Material supplied:

----

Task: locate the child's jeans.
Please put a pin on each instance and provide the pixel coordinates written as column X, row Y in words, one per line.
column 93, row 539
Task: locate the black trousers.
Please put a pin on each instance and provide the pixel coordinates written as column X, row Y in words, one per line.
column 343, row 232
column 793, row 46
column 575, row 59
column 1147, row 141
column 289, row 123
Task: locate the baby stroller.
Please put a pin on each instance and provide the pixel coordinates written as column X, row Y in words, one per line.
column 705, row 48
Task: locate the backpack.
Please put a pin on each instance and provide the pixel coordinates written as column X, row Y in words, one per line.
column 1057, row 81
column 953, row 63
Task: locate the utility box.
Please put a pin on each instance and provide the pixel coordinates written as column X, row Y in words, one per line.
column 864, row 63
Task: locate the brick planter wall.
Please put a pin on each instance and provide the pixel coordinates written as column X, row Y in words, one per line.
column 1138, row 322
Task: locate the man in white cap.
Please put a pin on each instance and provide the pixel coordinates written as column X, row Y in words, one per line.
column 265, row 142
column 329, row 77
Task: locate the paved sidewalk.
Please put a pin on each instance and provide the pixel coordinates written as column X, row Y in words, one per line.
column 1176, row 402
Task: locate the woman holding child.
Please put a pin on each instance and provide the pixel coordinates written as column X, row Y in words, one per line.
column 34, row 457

----

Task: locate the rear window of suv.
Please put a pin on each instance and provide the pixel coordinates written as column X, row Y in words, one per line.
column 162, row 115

----

What you are asked to do: Reproduce verbatim the lines above, from the line with "Task: locate the utility box." through the line with "Task: locate the man in white cap.".

Response area:
Task: locate the utility box.
Please put a pin on each instance and provide the pixel coordinates written as column X, row Y in words, one per line.
column 864, row 63
Task: locate the brick planter wall.
Please put a pin on each instance and provide the pixel coordinates written as column X, row Y in words, one per line.
column 1138, row 322
Task: locate the man in white cap.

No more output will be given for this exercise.